§ Extract to read:
>>
2014-02-14

The science is clear that it's a terrible idea.



Nearly one in three high students are exposed to student drug-testing programs. Yet, over a decade of scientific scrutiny of the practice has consistently found that these programs do far more harm than good.

 

The latest finding appears in the January issue of the Journal of Studies on Alcohol and Drugs. Investigators from Israel and the United States assessed whether students' awareness of drug-testing programs in their schools was associated with a reduction in the frequency of their use of alcohol, cigarettes or cannabis. It wasn’t.

 

Authors wrote, "Consistent with previous research, results of the current study show that perceived SDT (student drug testing) is not associated with a reduction in initiation or escalation of substance use in the general student population." They concluded, "The current research reinforces previous conclusions that SDT is a relatively ineffective drug-prevention policy."

 

Ineffective is putting it mildly. In fact, no peer-reviewed study has ever praised the program as effectual. By contrast, numerous studies, including those sponsored by the US government, have reported that student drug-testing programs fail to deter adolescent substance use, and in some cases may even encourage it.

 

A 2011 study in the Journal of Youth and Adolescence assessed the impact of school drug-testing programs in a nationally representative sample of 943 high school students. Researchers discovered that the imposition of random drug-screening programs failed to reduce males' self-reported use of alcohol, tobacco or illicit drugs and that the program was equally ineffective among at risk females. Authors concluded: "The current research expands on previous findings indicating that school drug testing does not in and of itself deter substance use. … [D]rug testing should not be undertaken as a stand-alone substance prevention effort.”
<<
§ Entries:
>>
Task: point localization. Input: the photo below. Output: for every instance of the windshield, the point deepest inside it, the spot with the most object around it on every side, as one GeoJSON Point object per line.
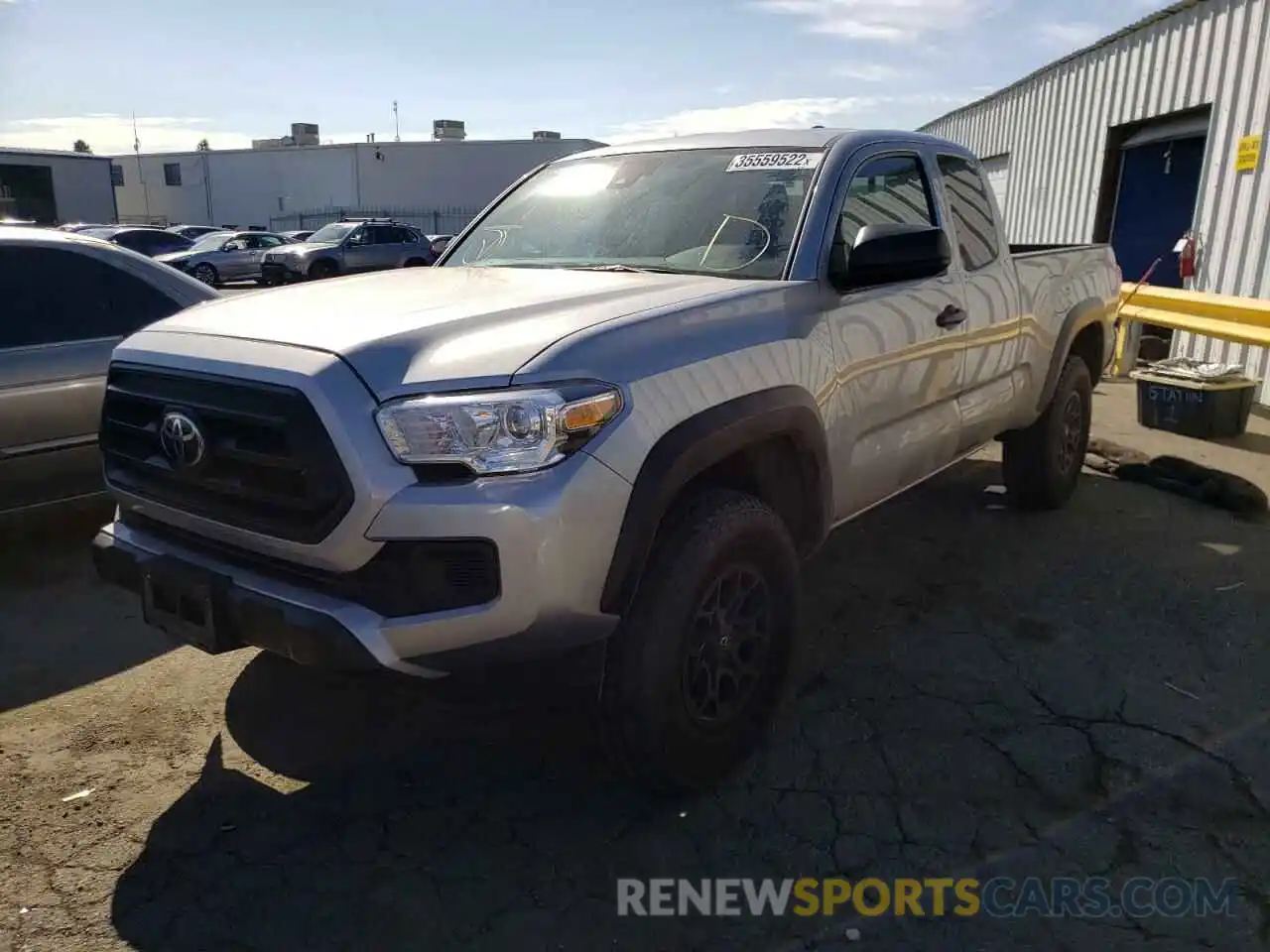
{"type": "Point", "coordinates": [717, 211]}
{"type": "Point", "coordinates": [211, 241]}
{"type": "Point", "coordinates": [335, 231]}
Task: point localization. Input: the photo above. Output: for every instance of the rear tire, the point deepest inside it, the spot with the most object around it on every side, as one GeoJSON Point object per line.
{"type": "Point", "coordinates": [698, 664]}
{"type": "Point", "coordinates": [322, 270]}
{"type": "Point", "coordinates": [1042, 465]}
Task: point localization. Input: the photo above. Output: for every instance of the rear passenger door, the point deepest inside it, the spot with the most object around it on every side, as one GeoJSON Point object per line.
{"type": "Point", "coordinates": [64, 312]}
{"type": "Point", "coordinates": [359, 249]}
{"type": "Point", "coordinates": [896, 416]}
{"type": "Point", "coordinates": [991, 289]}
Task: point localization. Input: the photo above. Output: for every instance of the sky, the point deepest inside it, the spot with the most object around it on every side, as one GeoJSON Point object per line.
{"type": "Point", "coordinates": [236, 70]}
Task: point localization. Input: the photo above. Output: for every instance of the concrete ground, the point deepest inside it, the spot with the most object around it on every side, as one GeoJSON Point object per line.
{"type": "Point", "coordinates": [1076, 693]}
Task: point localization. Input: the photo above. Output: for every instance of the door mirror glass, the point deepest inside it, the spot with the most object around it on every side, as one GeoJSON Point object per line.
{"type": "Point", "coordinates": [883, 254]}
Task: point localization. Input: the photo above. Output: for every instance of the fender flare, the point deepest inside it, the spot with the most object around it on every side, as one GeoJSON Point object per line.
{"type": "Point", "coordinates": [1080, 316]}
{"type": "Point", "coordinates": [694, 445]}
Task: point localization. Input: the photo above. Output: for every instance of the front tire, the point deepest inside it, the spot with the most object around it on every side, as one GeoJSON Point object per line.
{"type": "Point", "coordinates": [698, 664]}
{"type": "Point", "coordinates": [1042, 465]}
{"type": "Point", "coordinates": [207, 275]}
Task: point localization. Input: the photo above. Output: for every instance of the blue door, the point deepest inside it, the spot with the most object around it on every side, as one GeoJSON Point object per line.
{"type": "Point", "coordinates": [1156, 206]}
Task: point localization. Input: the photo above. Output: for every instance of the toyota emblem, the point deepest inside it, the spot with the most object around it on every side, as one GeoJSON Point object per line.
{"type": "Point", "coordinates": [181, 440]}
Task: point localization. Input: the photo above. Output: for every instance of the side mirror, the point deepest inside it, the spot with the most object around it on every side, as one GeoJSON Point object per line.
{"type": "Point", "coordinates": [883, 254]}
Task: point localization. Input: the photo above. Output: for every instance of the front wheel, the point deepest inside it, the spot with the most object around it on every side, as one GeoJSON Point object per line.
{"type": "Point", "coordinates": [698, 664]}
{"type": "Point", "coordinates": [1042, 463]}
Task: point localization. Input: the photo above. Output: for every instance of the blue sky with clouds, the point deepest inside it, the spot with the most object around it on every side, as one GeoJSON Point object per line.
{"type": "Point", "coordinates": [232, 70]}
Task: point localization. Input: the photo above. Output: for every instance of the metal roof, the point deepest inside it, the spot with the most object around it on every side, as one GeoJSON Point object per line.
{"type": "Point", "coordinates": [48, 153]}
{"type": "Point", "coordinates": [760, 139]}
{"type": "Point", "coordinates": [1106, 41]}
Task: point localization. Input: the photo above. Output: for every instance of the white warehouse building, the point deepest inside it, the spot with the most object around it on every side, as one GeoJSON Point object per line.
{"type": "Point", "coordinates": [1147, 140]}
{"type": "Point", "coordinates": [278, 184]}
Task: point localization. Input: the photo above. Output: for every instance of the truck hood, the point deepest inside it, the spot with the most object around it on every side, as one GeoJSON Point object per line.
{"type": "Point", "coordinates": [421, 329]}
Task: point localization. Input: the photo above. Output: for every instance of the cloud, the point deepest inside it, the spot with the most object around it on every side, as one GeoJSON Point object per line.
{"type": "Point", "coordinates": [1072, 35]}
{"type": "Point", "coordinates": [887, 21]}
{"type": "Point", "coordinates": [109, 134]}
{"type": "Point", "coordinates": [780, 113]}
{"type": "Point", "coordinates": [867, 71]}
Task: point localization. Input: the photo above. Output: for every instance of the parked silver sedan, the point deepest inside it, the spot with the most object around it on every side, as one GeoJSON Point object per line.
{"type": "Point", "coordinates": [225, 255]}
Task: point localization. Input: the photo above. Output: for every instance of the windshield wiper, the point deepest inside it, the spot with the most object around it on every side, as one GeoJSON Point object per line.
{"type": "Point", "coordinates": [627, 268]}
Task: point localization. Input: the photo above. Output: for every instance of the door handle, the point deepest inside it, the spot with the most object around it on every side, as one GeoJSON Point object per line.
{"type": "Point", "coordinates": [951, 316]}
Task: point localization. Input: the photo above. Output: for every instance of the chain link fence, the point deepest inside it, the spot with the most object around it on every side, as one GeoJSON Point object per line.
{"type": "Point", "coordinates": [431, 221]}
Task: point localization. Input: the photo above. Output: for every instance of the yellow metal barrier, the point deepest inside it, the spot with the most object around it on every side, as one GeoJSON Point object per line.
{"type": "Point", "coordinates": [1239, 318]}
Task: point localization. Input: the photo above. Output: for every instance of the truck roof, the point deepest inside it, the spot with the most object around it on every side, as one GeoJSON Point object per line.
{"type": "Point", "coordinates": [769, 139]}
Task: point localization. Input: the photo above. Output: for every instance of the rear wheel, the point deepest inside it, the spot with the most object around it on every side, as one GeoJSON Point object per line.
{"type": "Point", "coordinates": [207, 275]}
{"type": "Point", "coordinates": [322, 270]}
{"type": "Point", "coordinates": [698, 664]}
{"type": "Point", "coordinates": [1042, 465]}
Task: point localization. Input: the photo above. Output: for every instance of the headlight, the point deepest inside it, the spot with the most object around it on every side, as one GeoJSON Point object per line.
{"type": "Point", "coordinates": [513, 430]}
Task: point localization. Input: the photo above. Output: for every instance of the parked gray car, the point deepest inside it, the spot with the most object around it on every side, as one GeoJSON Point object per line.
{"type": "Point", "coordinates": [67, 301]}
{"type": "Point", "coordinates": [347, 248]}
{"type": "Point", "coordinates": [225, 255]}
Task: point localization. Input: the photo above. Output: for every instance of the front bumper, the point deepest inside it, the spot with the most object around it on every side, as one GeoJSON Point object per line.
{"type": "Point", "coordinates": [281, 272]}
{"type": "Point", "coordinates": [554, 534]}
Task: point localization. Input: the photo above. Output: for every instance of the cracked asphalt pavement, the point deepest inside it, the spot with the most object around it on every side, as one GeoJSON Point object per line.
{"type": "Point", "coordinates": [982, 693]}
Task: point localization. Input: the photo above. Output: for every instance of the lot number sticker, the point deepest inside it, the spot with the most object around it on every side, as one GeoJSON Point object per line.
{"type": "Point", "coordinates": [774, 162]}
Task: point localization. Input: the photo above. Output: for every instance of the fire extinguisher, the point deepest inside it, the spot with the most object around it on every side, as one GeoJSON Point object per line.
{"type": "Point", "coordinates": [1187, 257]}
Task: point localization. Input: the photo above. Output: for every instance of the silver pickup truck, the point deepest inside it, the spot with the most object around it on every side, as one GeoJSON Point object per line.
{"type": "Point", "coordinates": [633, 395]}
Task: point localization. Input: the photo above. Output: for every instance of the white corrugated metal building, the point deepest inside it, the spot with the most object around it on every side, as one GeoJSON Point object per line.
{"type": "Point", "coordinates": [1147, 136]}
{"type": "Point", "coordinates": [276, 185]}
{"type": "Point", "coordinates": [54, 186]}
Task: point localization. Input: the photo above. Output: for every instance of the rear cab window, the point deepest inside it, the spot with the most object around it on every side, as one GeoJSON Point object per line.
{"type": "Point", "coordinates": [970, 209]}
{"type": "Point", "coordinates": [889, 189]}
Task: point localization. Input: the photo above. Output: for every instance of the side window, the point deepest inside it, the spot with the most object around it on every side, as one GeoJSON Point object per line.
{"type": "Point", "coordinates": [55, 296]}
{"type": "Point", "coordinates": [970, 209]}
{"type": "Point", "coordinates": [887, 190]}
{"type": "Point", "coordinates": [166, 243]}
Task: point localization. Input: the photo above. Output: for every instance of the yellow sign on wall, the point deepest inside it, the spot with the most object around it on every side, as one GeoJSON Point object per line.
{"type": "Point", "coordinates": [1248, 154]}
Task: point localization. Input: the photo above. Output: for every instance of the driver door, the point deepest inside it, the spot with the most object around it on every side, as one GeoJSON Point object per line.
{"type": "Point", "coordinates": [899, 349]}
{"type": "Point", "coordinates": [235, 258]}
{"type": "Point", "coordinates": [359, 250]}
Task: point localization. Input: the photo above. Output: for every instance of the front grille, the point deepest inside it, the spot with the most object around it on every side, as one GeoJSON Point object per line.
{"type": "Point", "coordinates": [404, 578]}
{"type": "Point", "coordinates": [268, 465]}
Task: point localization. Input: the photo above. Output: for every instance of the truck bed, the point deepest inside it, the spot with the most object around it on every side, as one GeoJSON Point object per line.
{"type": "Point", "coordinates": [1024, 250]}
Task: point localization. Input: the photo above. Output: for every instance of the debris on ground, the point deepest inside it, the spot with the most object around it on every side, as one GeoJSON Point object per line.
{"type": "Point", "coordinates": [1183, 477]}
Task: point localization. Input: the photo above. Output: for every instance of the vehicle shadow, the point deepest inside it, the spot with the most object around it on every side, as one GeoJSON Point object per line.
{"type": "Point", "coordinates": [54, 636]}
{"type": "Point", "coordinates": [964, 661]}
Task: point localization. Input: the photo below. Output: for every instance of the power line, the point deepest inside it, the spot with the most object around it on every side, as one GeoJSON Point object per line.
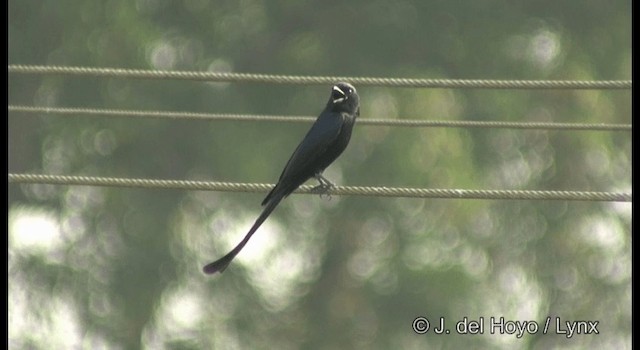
<<
§ Task list:
1. Rewrite the entries from the line containing "front grille, the" through the last line of the entries, inclusive, as a numbered list with blank lines omitted. Leave the pictures out of the list.
2. Continue the article on student drug-testing programs, starting after its final sentence.
The entries are unrelated to the article on student drug testing.

§ Answers by task:
1.
1. Task: point localization. Input: the photo above. Output: for every instance of the front grille, the point deepest inside it, the spot with the most object around it on every side, as one GeoJSON Point object per line.
2. {"type": "Point", "coordinates": [404, 578]}
3. {"type": "Point", "coordinates": [268, 465]}
4. Task: point localization. Input: the photo above. Output: for every instance of the truck bed, the point deepest inside it, the spot with the most object around it on every side, as one GeoJSON Point object per line.
5. {"type": "Point", "coordinates": [1024, 250]}
6. Task: point localization. Input: the photo above. Output: for every instance of the debris on ground, the point deepest inside it, the spot with the most object around it on every side, as one GeoJSON Point object per line.
7. {"type": "Point", "coordinates": [1183, 477]}
8. Task: point localization. Input: the photo above. Output: for every instance of the vehicle shadow, the point deepest inside it, the spot with the most object around it on every side, as one GeoJSON Point object per line.
9. {"type": "Point", "coordinates": [54, 636]}
10. {"type": "Point", "coordinates": [964, 661]}
11. Task: point localization. Input: the photo below. Output: for every instance of the power line, the point deepest inside it, the spot with the most object around it on every side, as one GeoJSON Point object per line.

2.
 

A 2010 study by the Department of Education—the same agency that spent over $36 million during the second half of the George W. Bush administration to encourage and subsidize random drug-testing programs in public schools—reported similarly poor outcomes. Its assessment of students at 36 separate high schools reported that federally funded mandatory random student drug-screening programs failed to reduce rates of drug use among either the students exposed to testing or the student body at large. Suspicionless drug testing "had no statistically significant impacts" upon participants' substance use, the study found. "For nonparticipants, there was no significant difference in self-reported substance use between the treatment and control schools," the authors added. 

 

A widely reported 2007 study by researchers at Oregon's Health & Science University found not only that student drug-testing programs don’t reduce self-reported substance abuse, but that the practice may encourage greater risk-taking behaviors among those tested. Researchers reported that students exposed to drug testing were more likely to report an "increase in some risk factors for future substance use" compared to students who attended schools without drug and alcohol testing. 

 

University of Michigan investigators reaffirmed this latter finding in a 2013 study analyzing the impact of student drug-testing programs in some 250,000 high school and middle-school students over a 14-year period. While investigators reported that random drug-testing programs of the student body, as well as programs specifically targeting student athletes, were associated with "moderately lower marijuana use," they cautioned that the programs in gneral were "associated with increased use of illicit drugs other than marijuana."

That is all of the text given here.